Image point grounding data
- - - - - - -

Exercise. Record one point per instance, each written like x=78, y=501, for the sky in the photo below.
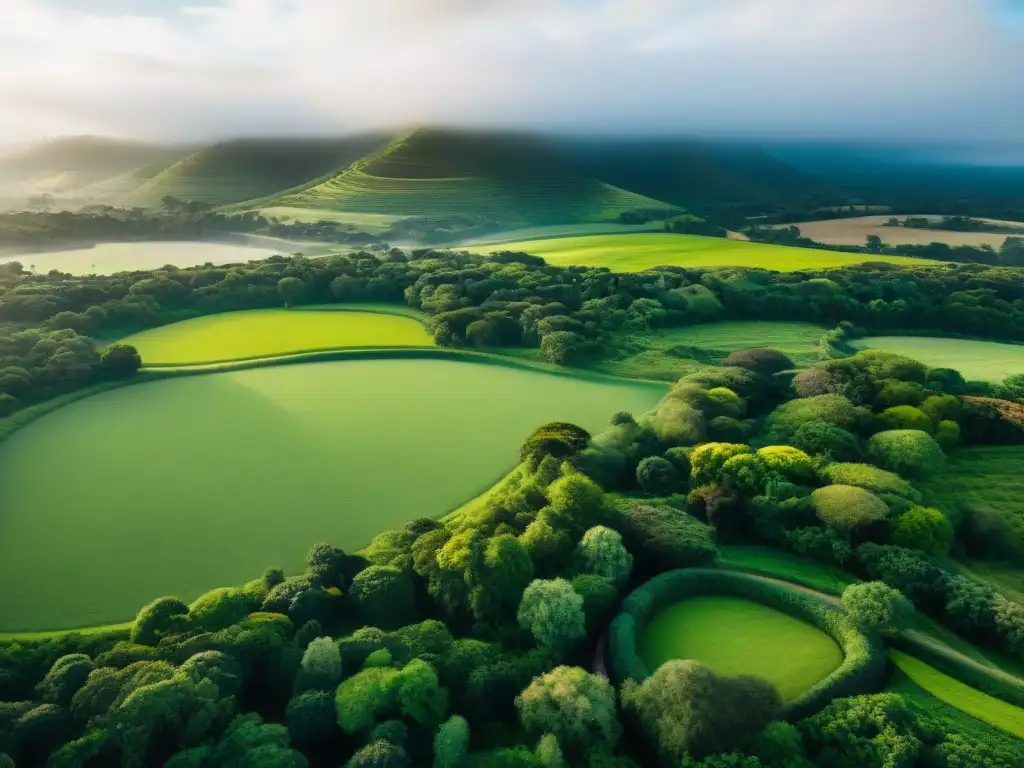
x=943, y=71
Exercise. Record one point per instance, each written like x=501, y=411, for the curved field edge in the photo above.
x=863, y=667
x=993, y=711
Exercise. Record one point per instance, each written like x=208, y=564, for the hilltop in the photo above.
x=515, y=178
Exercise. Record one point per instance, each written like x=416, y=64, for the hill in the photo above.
x=698, y=175
x=60, y=165
x=514, y=178
x=244, y=169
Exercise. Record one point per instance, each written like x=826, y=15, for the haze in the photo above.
x=945, y=71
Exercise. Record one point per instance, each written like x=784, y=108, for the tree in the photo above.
x=601, y=551
x=385, y=596
x=553, y=613
x=878, y=606
x=688, y=711
x=291, y=290
x=164, y=615
x=574, y=706
x=925, y=528
x=120, y=361
x=656, y=476
x=452, y=742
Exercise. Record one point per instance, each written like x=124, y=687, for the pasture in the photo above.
x=175, y=486
x=267, y=333
x=987, y=709
x=632, y=253
x=734, y=636
x=853, y=231
x=111, y=258
x=986, y=360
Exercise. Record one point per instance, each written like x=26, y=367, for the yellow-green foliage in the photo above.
x=265, y=333
x=847, y=507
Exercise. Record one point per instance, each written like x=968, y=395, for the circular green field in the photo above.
x=175, y=486
x=734, y=636
x=265, y=333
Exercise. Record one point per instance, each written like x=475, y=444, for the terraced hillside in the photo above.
x=245, y=169
x=698, y=175
x=507, y=177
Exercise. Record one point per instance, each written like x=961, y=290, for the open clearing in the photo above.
x=631, y=253
x=262, y=333
x=988, y=709
x=110, y=258
x=853, y=231
x=986, y=360
x=740, y=637
x=175, y=486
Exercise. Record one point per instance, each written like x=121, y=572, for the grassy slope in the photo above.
x=245, y=169
x=985, y=708
x=739, y=637
x=433, y=173
x=987, y=360
x=260, y=333
x=634, y=253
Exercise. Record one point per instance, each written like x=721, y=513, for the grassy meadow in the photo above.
x=987, y=360
x=264, y=333
x=985, y=708
x=740, y=637
x=625, y=253
x=179, y=485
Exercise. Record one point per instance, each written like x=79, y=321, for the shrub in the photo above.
x=925, y=528
x=878, y=606
x=819, y=438
x=906, y=452
x=574, y=706
x=847, y=507
x=657, y=476
x=763, y=360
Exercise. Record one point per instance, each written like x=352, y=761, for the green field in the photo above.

- - - - - - -

# WORK ORDER:
Reproduce verbatim only the lines from the one holding "shrub in the photo above." through the end of the records.

# RESPONSE BOX:
Exercise. Record one point per instance, each written like x=79, y=321, for the shrub in the photo above.
x=925, y=528
x=878, y=606
x=819, y=438
x=906, y=452
x=574, y=706
x=847, y=507
x=657, y=476
x=763, y=360
Exercise. Record one point per instance, each written like x=352, y=761, for the green field in the photo above.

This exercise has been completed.